» **Selected excerpt**

******

The Sugar Beet Harvest

The Sugar Beet Harvest happens each year!

The annual migration of RVers starts after the end of the Summer Camping season when Labor Day celebrations are just dwindling down.

RVers who have hunkered down in the top tourist destinations of the year, now make their way South, heading for snowbird approved destinations for the fall & winter months ahead. The highways are packed with RVers heading south and far west, but many RVers have a different idea.

Let’s do the Sugar Beet Harvest this year!

Easy to spot, since they might seem to be headed in the wrong direction, as they steadily drive farther north with their hearts set on racking in big cash before calling it quits for the year!

They’ve signed an agreement with Express Employment Professionals to work the Sugar Beet Harvest, what they call an Unbeatable Experience.

Committed usually for the full month of October, give or take a few days depending on mother nature’s plan for the weather that year, RVers working the Sugar Beet Harvest stand to rack in about $2500 a piece for just 2 weeks of work.

Workamping at the Sugar Beet Harvest
The Sugar Beet Harvest Offers Jobs for RVers

Sugar Beet Harvest Jobs

The Sugar Beet Harvest is championed by a collective effort between Express Employment Professionals who hires for the nation’s two largest sugar producers, American Crystal Sugars and Sidney Sugars.

Together they actively hire more than 1500 employees to work the harvest each year at 42 receiving stations and 6 factories. Since the local unemployment rate is pretty much non-existent, meaning everyone who wants to work is already working, Workampers are seen by some as the reliable infantry of seasonal help for the booming 5-billion-dollar beet industry.

“Work Campers are the heartbeat of our operation!”

says Express Employment Professions in a recent online webinar.

In fact, if you’re a numbers person, you might be surprised, or at least interested to know that a whopping 42% of these 1500+ positions are filled by Workampers each year!

******

» **Material provided**
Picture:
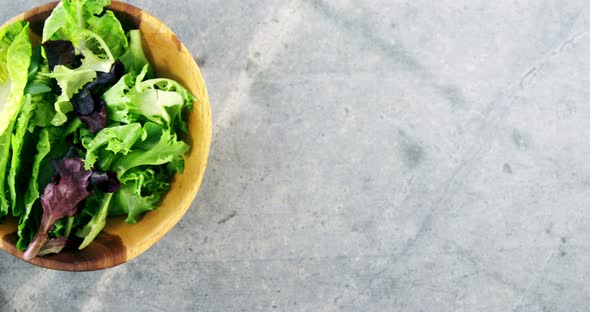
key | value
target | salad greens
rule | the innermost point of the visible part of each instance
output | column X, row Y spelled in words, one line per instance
column 86, row 130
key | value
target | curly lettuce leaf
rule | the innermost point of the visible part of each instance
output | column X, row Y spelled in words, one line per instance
column 21, row 142
column 160, row 101
column 117, row 140
column 134, row 59
column 117, row 101
column 73, row 80
column 87, row 25
column 98, row 221
column 17, row 61
column 140, row 192
column 161, row 146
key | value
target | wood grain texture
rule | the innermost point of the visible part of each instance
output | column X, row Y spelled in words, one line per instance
column 121, row 242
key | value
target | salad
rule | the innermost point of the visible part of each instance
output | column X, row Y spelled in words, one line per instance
column 86, row 129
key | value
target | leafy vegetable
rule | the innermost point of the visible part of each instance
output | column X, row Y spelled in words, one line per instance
column 140, row 192
column 87, row 26
column 60, row 200
column 83, row 121
column 17, row 56
column 167, row 149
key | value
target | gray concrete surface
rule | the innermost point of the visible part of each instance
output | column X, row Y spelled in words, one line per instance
column 375, row 156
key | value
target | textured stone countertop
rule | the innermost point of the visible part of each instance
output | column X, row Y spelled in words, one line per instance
column 369, row 155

******

» **Required work**
Write the next part of the article on RVers working the sugar beet harvest, starting after its final sentence. The lines play no part here.

» **Result for this task**
Obviously, Americans love their sugar!

And while working the Sugar Beet is a unique Workamping experience, the hiring team likes to be upfront and honest about the details of this opportunity to ensure that RVers are making the best decision for their personal situations when deciding if this opportunity is right for them.

In a recent online webinar with the Express Employment Team, they made it crystal clear that these positions and this experience “is not for everybody” so make sure you read on and do your due diligence to gather all the information before submitting your application for this year’s harvest.

Sugar Beet Harvester Positions

There are a variety of positions for folks interested in the Harvest! This year alone, they have 160 positions at their Montana location and almost 800 at the locations in the Red River Valley. With that said, many Workampers make this short commitment a reoccurring staple in their Workamping arsenal before hunkering down for the Winter, so almost 400 of those are already spoken for by the almost 50% of returning Workampers. The following is a list of 3 major hiring categories for the harvest-

Helper/Sample Taker

These are the general job positions Workampers are being hired for. The majority of applicants will be hired for these jobs, as this is the only position Express Employment can guarantee placement in. Basic job responsibilities include collecting beet samples and assisting the Piler Operators in cleaning and maintaining the area. Helpers will also communicate with drivers to ensure safe and accurate unloading of the delivery trucks.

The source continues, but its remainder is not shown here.